— GIVEN EXERCISE —
Set down exactly the lines from the one containing "of the brown" through the last line of the records below, both included, and nothing else.

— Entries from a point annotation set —

++++++++

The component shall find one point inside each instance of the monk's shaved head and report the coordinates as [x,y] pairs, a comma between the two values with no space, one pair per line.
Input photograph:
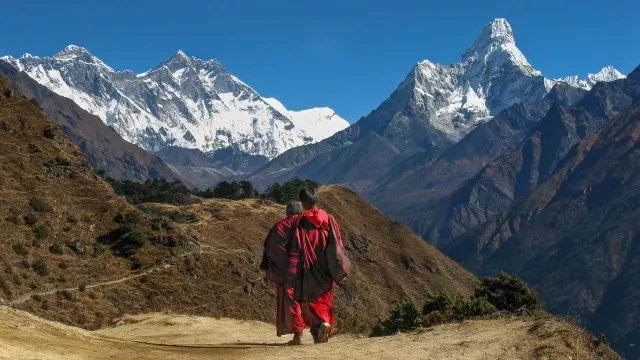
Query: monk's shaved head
[308,198]
[294,208]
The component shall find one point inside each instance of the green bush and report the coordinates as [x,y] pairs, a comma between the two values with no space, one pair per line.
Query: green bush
[507,293]
[56,248]
[39,205]
[40,267]
[137,237]
[41,232]
[64,295]
[158,190]
[129,218]
[20,249]
[502,293]
[30,219]
[403,316]
[13,218]
[289,190]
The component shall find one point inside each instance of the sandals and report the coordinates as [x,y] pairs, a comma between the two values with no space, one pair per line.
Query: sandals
[324,331]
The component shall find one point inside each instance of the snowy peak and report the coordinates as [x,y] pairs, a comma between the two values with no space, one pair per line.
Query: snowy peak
[498,32]
[320,122]
[496,45]
[608,73]
[185,101]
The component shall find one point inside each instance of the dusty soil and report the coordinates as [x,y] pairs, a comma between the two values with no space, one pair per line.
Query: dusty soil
[166,336]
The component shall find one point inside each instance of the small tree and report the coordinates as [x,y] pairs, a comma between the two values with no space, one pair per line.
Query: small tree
[247,189]
[507,293]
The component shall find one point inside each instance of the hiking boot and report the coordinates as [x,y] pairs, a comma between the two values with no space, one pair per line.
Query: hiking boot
[324,331]
[297,340]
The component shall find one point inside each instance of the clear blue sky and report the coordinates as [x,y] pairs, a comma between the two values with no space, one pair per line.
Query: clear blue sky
[348,55]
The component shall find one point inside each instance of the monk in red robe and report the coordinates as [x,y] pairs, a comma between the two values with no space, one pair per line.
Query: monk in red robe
[317,262]
[275,263]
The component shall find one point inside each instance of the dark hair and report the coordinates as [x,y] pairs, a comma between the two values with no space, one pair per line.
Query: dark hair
[294,207]
[308,196]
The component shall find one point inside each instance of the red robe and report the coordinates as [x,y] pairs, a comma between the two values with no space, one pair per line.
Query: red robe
[275,263]
[317,262]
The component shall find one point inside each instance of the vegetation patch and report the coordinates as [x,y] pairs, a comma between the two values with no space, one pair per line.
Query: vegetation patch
[40,232]
[56,248]
[492,295]
[39,205]
[30,219]
[40,267]
[20,249]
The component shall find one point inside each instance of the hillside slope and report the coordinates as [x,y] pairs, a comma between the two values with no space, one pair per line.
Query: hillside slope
[61,226]
[158,336]
[75,252]
[516,172]
[104,148]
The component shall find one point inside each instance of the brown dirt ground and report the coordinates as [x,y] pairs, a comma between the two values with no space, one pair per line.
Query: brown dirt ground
[166,336]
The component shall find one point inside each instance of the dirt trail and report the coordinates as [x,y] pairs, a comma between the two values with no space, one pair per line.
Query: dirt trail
[161,336]
[131,276]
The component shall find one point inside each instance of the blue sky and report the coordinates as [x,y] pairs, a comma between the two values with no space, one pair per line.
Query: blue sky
[348,55]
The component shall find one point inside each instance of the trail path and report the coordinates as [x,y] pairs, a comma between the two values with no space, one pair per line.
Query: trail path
[162,336]
[172,263]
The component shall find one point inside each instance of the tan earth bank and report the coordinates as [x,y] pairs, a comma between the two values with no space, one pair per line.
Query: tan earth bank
[165,336]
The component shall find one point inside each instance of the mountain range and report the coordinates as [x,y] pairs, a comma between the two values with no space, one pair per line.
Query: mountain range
[435,107]
[497,165]
[184,102]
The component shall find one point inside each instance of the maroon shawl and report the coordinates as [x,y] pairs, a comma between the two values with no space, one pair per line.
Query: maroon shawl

++++++++

— RESULT BELOW —
The component shall find one point inside each instance of the brown dirt ground and report the coordinates as [x,y] pairs, a comma between the two values with no space, one pair per line.
Query: brown dirt ground
[166,336]
The component shall find one point inside each instance of the dirt trail and report the coordinates as [x,y] pairs, a comma between the two values with no space, one pair per line.
Query: dirt trail
[161,336]
[131,276]
The component shall find one point inside each instance of the blue sky and report the coordinates as [x,y] pairs, a comma between the two values with no space, one pair per line.
Query: blue sky
[348,55]
The component shall find one point inside each instance of the trail path and report the coordinates as [x,y] pairs, a comma between the two values with no space, one pair per line.
Query: trail path
[162,336]
[172,263]
The component shall find one point inside each instance of the tan earth bank and report the coordinates as [x,y] pairs, a comma between the two values with no space, one pair per line.
Query: tan earth bank
[165,336]
The component shall find one point inside each instance of the mountain range and report the coordinates as [x,y] pairs, a comma between the two values with no space, one pair per line.
Query: mountain range
[435,107]
[497,165]
[184,102]
The component shall find one point inside each instance of the maroon shawl and report the coordinates as [x,y] pairs, a comma between the two values with no space, one pair per line.
Query: maroon shawl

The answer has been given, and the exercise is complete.